What the task asks
Report every line of the material below that contains the word "Target", matching case exactly.

--- Start Given entries ---

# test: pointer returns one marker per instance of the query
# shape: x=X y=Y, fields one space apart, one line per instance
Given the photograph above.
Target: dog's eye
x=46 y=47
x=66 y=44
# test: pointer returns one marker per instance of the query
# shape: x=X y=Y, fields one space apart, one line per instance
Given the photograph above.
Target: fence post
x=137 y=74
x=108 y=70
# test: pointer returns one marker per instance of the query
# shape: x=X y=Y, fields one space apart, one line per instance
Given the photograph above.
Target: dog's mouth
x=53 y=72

--- End Given entries ---
--- Start Given entries ---

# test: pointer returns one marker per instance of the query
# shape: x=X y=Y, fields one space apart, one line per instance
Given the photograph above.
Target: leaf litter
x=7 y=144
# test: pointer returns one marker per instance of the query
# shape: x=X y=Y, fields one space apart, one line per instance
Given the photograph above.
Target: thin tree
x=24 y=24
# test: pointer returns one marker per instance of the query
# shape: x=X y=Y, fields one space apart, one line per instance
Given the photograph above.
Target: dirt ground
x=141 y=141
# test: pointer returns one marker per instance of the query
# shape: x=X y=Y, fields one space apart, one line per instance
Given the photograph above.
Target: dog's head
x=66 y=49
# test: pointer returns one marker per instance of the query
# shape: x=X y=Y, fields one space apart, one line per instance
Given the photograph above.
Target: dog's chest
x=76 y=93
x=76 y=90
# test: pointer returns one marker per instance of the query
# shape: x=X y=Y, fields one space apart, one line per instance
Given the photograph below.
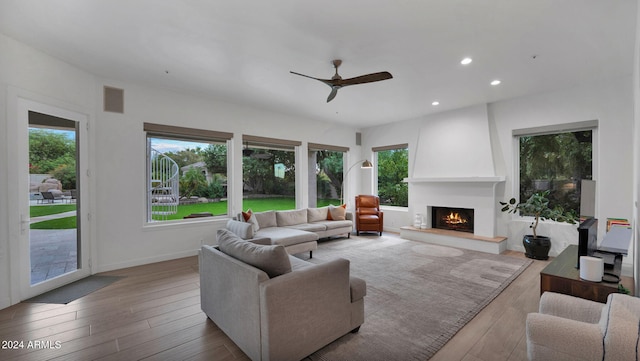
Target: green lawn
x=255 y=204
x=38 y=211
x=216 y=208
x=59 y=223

--- End Given entries ---

Answer to the task
Target: dog's eye
Target: fence post
Target: dog's mouth
Target: leaf litter
Target: thin tree
Target: dirt ground
Target: dog's head
Target: dog's chest
Target: green lawn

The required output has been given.